## [Set problem]
Gather every line of the records below that contains the string "shade".

## [Provided records]
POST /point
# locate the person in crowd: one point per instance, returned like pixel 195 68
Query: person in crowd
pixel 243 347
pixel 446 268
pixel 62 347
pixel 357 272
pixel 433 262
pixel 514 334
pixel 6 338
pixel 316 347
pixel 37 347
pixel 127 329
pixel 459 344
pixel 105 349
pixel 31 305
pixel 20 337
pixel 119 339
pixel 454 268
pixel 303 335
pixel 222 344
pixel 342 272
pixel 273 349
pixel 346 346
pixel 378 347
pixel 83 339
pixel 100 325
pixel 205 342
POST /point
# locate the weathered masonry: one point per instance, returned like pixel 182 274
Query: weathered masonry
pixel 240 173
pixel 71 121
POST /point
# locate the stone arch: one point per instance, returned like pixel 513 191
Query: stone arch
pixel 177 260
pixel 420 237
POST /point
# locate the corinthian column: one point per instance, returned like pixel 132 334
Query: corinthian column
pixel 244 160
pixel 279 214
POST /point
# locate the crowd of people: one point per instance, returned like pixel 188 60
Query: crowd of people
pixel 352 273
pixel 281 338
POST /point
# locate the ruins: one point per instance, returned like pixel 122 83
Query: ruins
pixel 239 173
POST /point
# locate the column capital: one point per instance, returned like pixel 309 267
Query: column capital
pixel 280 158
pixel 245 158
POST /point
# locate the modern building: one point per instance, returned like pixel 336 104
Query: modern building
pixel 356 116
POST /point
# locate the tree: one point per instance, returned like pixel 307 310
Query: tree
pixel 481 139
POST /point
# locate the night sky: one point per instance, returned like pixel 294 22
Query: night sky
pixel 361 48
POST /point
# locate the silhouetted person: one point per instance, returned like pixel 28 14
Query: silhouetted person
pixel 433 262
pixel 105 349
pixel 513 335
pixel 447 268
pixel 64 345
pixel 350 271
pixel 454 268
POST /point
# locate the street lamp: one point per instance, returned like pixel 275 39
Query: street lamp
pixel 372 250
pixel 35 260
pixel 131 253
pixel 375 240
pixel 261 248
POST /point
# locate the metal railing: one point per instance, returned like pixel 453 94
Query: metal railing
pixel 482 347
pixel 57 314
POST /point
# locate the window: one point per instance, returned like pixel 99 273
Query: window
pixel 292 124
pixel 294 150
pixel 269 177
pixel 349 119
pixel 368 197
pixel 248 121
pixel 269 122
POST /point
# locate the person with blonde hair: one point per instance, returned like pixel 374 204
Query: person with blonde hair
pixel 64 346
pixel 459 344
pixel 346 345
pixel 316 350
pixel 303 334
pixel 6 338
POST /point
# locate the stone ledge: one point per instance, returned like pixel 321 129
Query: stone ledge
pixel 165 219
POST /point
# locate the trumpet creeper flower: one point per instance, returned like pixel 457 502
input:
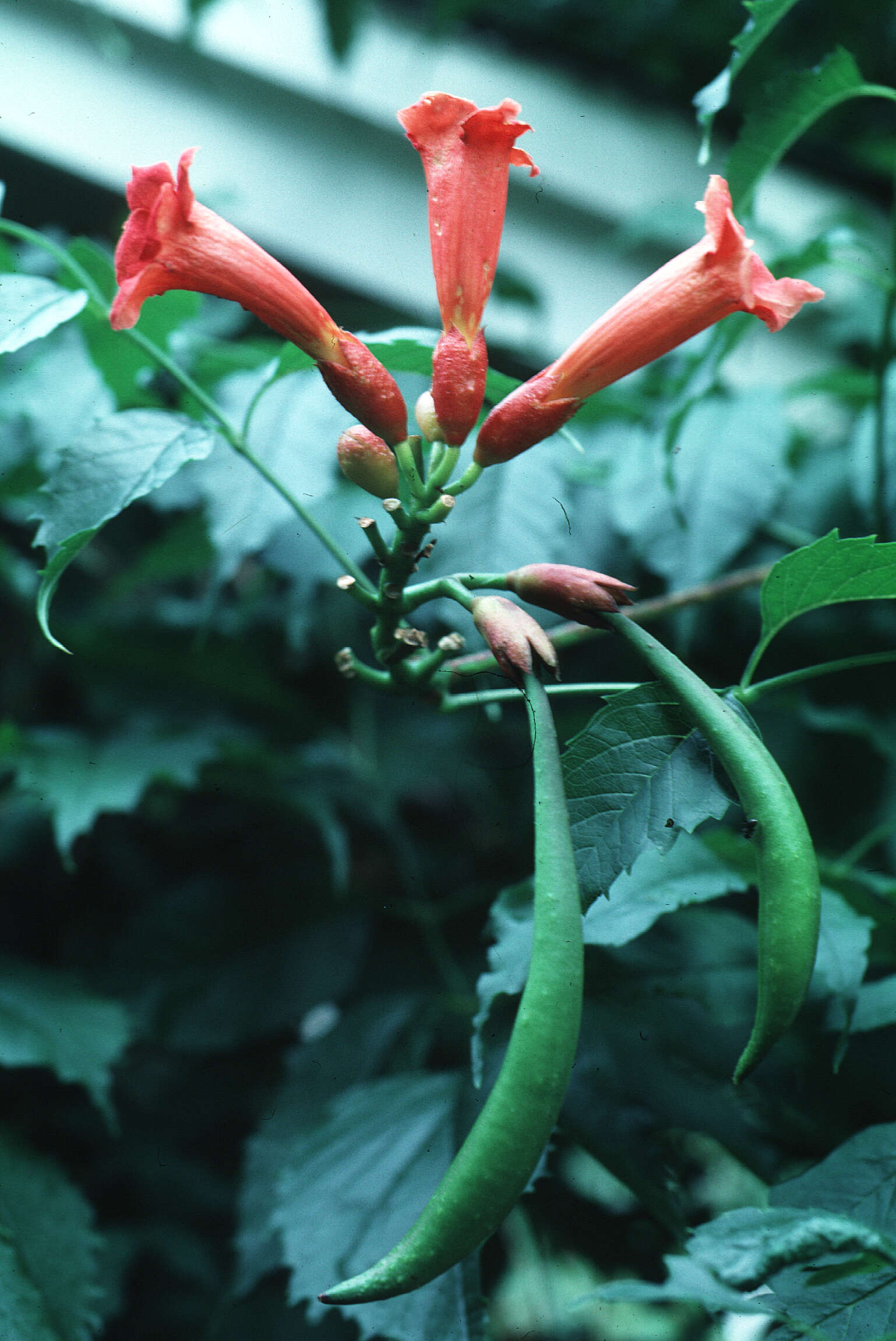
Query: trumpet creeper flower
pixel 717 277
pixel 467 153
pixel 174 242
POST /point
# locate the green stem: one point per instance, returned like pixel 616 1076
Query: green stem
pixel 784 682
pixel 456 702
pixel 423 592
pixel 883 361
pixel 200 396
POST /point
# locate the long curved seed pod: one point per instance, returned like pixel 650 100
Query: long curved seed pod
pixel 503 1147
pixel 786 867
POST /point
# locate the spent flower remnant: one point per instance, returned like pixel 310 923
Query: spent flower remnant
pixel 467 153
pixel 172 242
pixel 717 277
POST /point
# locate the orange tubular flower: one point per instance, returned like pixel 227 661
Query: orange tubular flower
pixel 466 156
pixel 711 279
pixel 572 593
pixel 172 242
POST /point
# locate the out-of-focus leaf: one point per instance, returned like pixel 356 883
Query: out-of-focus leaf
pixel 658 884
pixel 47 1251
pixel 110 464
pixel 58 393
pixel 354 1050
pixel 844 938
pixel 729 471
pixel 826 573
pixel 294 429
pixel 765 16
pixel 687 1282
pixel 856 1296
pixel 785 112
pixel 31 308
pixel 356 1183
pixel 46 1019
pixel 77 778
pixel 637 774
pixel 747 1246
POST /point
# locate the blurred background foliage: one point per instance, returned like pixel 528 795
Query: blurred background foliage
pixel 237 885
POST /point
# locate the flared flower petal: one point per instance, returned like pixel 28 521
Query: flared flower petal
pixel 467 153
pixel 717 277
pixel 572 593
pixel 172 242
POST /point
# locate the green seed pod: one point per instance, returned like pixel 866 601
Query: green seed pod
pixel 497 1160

==

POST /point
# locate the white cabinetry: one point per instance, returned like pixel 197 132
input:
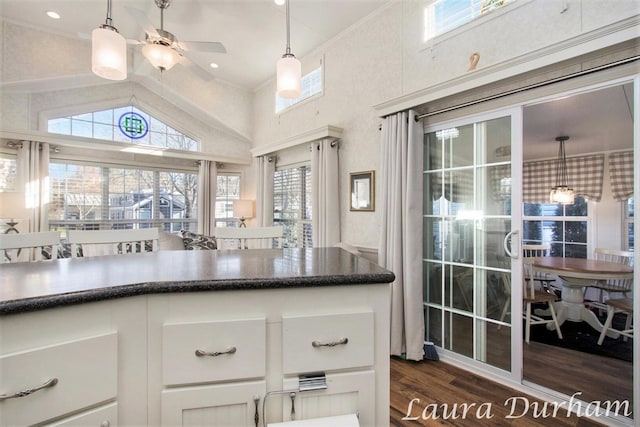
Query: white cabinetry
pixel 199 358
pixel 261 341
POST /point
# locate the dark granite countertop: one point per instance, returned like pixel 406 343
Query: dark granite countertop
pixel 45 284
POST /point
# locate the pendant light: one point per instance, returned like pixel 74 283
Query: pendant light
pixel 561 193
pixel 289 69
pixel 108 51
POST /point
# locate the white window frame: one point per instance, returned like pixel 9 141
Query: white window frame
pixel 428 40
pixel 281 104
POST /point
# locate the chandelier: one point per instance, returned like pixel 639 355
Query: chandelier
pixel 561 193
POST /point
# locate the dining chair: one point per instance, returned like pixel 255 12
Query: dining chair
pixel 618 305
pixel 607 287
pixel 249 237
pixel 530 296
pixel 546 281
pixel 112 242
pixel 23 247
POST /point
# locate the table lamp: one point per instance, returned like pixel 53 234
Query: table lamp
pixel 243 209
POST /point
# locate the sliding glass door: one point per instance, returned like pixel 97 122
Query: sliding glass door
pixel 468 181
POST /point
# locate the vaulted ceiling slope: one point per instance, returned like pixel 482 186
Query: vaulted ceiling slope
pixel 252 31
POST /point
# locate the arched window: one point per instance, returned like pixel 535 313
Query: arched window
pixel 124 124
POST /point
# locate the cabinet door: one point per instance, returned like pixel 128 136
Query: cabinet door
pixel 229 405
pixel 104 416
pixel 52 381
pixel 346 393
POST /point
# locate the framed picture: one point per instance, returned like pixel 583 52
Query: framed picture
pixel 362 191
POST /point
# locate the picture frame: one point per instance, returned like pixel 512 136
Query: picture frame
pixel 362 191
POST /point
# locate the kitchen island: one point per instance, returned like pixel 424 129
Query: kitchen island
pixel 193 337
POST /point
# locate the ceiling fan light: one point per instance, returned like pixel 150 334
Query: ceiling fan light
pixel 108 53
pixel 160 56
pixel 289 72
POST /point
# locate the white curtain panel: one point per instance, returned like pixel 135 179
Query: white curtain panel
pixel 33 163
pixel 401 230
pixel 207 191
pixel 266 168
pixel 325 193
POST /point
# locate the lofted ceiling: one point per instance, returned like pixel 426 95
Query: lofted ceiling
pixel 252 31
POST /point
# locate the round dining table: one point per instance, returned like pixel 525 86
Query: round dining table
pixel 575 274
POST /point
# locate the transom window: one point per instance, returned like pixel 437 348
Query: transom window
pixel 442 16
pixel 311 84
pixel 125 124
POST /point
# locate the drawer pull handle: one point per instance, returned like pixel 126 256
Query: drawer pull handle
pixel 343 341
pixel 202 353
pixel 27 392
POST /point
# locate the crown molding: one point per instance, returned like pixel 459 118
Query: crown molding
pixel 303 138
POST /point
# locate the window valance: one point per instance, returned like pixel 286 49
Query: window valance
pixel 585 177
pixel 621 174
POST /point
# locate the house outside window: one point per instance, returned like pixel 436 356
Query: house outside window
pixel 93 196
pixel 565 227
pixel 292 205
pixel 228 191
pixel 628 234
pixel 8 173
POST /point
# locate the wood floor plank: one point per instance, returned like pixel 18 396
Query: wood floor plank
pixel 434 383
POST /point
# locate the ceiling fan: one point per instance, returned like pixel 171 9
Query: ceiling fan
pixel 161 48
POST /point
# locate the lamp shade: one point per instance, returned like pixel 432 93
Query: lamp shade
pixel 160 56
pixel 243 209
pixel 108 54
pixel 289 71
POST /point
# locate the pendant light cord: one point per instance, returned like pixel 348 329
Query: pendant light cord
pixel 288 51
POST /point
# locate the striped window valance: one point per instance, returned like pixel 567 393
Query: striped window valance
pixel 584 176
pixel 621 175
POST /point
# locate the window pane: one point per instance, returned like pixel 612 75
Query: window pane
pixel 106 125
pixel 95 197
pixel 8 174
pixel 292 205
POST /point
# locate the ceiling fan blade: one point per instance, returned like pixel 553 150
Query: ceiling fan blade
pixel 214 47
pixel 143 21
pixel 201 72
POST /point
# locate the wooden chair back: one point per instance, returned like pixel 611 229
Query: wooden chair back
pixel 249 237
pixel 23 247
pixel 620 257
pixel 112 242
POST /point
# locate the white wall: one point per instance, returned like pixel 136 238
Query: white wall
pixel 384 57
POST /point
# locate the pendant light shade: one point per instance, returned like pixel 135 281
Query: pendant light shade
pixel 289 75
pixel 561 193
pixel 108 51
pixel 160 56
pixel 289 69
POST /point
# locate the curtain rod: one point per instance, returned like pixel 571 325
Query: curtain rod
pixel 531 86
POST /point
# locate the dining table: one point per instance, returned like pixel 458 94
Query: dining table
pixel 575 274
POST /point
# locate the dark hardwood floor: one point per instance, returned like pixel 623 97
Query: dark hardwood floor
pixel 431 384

## [Solution to this exercise]
# locate the lamp shade: one point per instance, returned like pixel 432 93
Query: lamp shade
# locate the pendant light shade: one point per instance, returned like pixel 135 281
Query: pendant light shade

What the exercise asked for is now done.